- [BRIEF]
Everything from the line containing "foam. Tag each instance with a single point." through the last line of the records below should be printed exactly, please, and nothing else.

- [GIVEN INFORMATION]
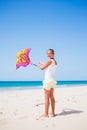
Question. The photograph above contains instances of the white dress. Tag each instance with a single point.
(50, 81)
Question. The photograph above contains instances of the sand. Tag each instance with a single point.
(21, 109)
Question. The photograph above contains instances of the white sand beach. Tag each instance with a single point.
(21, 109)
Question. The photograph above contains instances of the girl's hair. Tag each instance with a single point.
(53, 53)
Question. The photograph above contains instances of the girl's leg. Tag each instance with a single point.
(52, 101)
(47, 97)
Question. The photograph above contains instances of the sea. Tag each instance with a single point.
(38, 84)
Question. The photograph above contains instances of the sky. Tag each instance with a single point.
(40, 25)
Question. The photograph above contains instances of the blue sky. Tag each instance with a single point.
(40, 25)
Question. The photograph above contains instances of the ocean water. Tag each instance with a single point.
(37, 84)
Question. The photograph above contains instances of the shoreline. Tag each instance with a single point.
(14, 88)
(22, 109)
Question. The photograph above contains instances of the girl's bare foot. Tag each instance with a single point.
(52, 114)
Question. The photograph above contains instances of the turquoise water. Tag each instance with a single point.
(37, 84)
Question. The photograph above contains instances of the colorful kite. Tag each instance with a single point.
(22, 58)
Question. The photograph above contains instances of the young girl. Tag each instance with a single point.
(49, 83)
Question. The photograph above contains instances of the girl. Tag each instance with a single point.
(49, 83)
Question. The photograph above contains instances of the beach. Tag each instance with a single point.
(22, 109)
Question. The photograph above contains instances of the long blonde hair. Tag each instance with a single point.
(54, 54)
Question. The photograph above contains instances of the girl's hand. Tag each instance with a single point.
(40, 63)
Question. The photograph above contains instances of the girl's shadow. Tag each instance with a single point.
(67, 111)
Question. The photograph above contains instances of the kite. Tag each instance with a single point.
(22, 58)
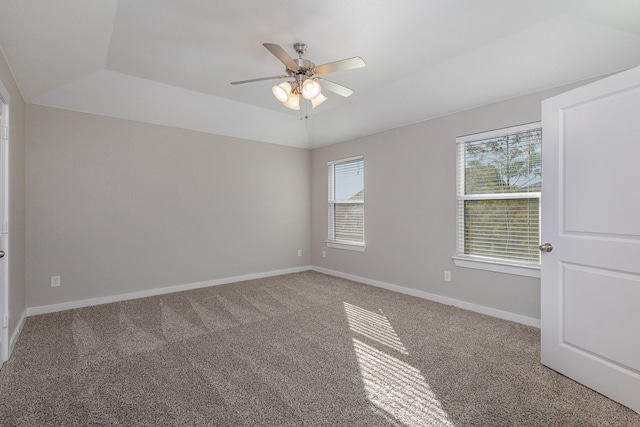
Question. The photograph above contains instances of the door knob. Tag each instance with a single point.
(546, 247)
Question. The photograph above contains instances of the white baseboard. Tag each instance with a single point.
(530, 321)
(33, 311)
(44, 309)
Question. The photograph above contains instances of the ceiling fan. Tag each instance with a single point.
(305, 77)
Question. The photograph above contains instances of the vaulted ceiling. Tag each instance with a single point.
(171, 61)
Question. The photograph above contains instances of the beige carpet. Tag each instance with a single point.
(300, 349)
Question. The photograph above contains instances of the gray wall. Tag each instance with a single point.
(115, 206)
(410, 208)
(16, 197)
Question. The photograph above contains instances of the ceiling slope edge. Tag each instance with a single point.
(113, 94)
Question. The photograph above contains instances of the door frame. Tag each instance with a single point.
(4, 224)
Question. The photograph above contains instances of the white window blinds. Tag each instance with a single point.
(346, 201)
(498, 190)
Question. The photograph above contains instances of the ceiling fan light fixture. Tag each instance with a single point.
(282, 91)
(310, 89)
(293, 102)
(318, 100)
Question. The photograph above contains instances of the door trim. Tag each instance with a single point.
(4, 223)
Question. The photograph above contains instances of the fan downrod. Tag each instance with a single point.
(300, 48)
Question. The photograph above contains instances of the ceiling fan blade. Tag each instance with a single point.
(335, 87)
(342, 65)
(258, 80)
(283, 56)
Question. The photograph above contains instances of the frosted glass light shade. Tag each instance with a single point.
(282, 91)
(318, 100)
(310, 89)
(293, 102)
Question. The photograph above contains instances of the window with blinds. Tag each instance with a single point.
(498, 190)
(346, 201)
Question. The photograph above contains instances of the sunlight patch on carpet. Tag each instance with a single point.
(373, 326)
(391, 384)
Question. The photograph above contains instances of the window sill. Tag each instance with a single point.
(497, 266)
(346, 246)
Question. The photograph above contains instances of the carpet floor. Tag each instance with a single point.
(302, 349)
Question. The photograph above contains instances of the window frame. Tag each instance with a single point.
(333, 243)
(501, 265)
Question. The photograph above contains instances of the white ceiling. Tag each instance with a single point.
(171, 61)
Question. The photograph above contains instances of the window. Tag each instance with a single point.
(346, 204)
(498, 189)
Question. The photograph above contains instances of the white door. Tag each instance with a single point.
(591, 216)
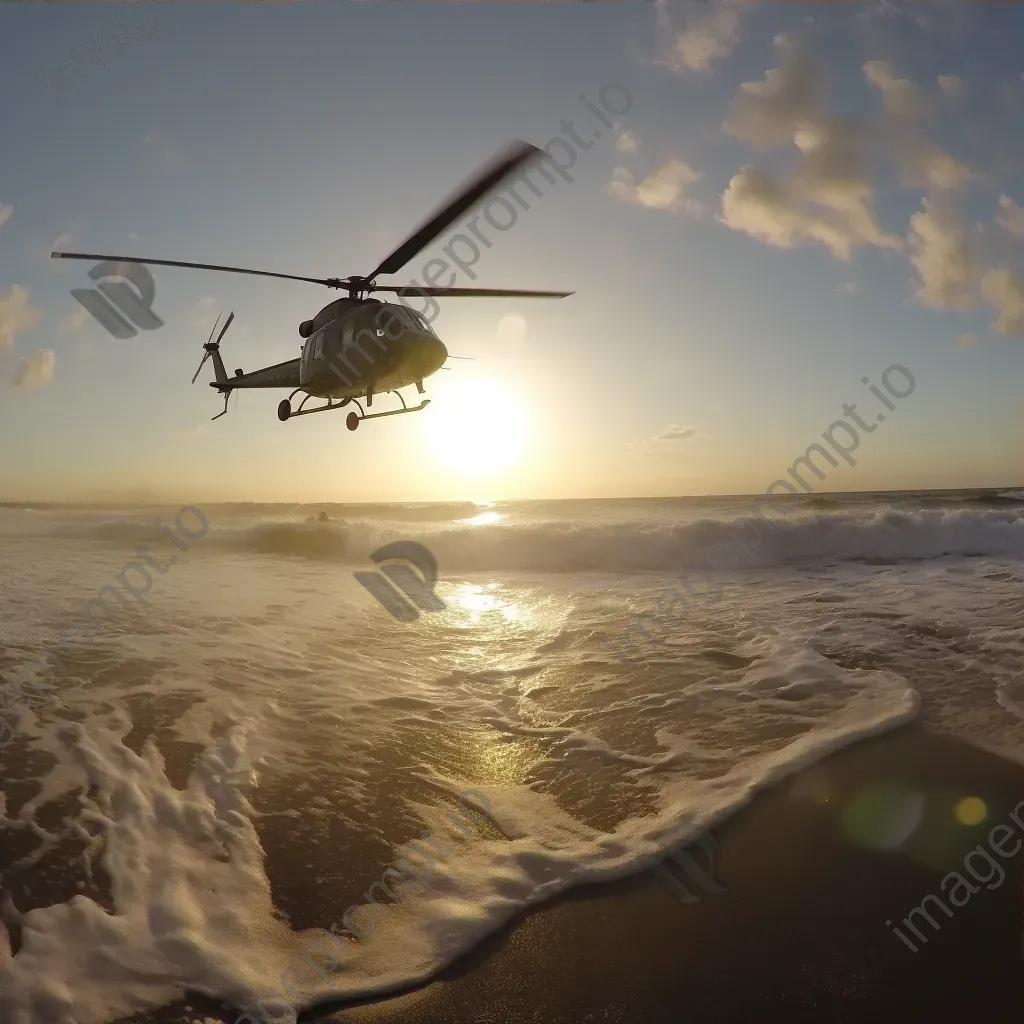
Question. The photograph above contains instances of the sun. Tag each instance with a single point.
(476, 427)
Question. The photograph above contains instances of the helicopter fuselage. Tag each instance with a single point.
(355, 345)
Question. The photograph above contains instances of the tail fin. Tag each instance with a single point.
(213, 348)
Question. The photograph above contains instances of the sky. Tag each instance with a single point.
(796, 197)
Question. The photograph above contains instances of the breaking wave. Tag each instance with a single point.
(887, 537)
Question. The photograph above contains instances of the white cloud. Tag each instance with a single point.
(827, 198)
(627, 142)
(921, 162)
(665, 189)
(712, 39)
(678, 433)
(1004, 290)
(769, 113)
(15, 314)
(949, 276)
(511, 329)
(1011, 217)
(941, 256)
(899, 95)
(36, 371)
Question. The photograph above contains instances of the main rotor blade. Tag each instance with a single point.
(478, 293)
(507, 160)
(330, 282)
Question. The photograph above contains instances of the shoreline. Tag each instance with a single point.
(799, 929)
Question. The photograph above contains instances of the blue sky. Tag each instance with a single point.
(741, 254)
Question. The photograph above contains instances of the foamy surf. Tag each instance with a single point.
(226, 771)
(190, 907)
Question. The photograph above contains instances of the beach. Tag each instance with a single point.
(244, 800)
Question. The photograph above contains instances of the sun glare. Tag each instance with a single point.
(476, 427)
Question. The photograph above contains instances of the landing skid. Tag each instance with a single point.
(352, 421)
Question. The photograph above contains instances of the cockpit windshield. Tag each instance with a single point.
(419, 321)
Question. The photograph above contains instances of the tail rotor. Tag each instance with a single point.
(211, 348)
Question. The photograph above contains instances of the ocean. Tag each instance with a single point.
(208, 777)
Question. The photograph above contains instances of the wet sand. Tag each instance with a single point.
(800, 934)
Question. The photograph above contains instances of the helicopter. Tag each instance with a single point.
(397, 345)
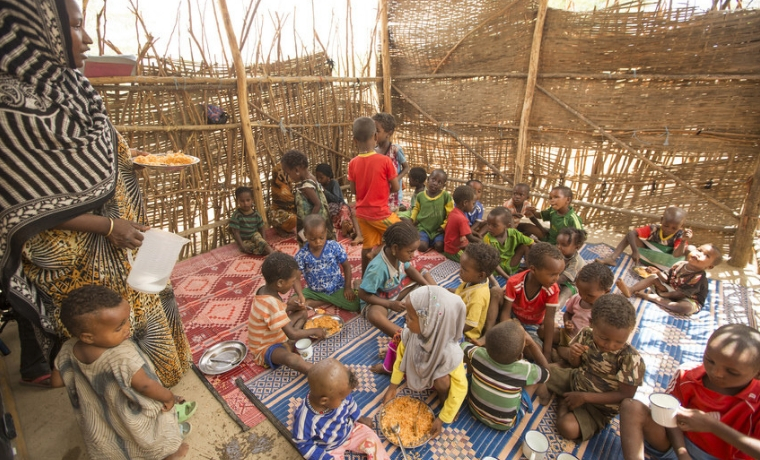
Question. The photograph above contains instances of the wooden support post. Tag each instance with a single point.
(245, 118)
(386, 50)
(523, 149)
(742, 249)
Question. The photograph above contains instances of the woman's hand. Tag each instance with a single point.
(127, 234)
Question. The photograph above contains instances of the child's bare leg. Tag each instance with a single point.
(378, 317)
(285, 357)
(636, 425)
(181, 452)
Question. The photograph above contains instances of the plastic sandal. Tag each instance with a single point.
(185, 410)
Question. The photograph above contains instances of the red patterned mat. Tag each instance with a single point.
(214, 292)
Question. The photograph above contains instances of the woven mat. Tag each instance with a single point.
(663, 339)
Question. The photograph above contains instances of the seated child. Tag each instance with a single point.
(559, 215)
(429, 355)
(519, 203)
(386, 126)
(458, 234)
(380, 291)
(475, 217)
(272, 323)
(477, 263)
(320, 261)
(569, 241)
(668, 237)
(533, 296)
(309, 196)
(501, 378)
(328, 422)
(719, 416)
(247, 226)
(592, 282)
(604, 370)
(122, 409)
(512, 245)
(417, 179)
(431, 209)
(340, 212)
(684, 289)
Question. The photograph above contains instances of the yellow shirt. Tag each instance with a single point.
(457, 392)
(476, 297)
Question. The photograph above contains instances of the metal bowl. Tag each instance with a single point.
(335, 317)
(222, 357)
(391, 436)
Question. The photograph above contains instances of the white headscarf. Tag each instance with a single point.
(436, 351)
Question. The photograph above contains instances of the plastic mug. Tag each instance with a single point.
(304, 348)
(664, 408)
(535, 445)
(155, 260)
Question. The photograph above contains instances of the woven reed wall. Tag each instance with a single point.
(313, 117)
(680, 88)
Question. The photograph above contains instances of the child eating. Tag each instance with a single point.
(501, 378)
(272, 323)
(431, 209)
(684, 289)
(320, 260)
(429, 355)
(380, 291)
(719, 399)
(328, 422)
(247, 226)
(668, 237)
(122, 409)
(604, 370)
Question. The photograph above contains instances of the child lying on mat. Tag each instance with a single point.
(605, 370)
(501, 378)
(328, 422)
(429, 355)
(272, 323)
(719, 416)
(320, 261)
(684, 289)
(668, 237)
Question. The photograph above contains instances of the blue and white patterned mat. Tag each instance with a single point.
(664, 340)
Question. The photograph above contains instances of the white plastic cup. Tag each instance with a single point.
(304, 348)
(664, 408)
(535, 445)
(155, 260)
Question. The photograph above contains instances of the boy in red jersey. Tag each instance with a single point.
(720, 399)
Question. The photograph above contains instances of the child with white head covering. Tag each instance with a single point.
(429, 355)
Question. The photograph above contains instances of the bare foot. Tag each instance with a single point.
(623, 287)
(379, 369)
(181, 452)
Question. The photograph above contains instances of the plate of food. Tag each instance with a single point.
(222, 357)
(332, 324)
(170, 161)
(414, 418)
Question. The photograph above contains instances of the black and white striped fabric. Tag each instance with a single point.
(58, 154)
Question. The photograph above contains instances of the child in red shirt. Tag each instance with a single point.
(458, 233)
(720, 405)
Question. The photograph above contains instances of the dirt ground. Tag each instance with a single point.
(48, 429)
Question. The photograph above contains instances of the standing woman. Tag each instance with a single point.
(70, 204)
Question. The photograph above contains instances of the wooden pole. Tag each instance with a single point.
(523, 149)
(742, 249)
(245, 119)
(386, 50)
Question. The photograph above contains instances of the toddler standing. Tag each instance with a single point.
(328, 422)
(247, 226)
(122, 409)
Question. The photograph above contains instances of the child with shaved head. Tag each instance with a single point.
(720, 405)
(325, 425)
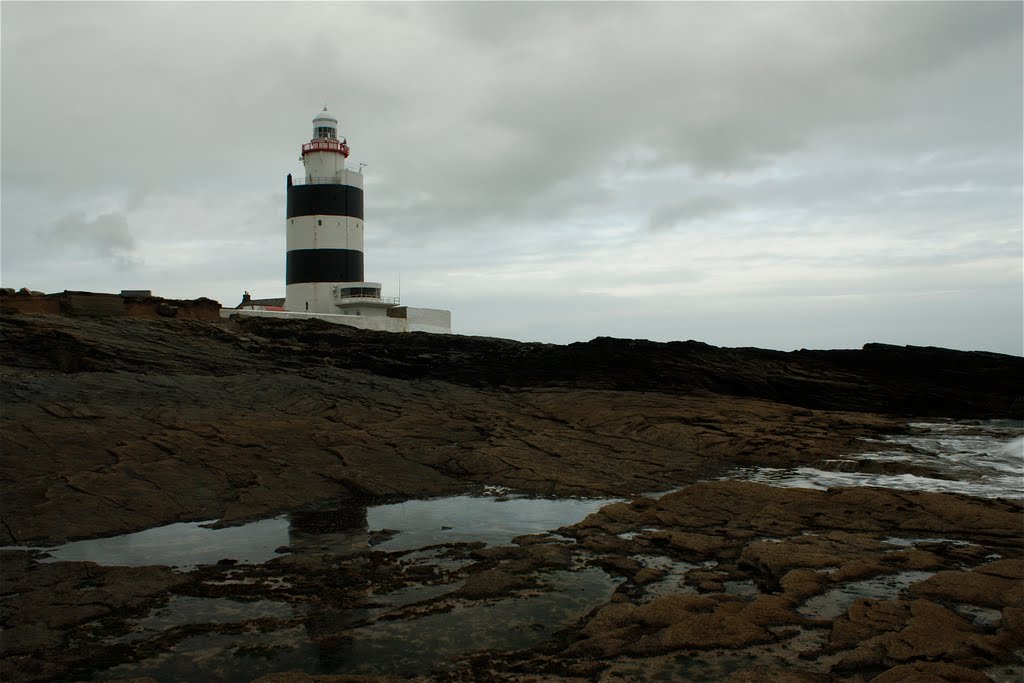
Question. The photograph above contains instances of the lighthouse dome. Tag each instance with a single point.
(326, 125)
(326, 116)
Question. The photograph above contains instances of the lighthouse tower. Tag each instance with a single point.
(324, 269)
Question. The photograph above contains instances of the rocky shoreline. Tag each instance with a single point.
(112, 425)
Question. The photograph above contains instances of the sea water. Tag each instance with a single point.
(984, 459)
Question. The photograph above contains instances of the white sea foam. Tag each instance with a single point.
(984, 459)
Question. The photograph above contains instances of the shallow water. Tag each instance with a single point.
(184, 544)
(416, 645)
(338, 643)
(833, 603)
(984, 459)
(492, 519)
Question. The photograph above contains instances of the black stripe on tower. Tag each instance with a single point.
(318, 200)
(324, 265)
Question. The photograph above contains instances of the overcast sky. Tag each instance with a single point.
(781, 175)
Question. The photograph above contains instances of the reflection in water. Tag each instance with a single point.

- [FINISHED ANSWER]
Question. The photograph above contains instances of the white sea foam. Tag each instance with a single point.
(984, 459)
Question. The photograph above contains instances of the shallow water. Tag each instance with a single point.
(184, 544)
(416, 645)
(338, 643)
(833, 603)
(984, 459)
(492, 519)
Question. The photograph above contains instances of the black stripe on tower. Tag each instance with a single point.
(318, 200)
(324, 265)
Question. The photograph above contains instances of the overcast sky. Tag each instance with a single point.
(781, 175)
Question. The photograph above contains instances of the reflection in water. Tag each instance with a single point.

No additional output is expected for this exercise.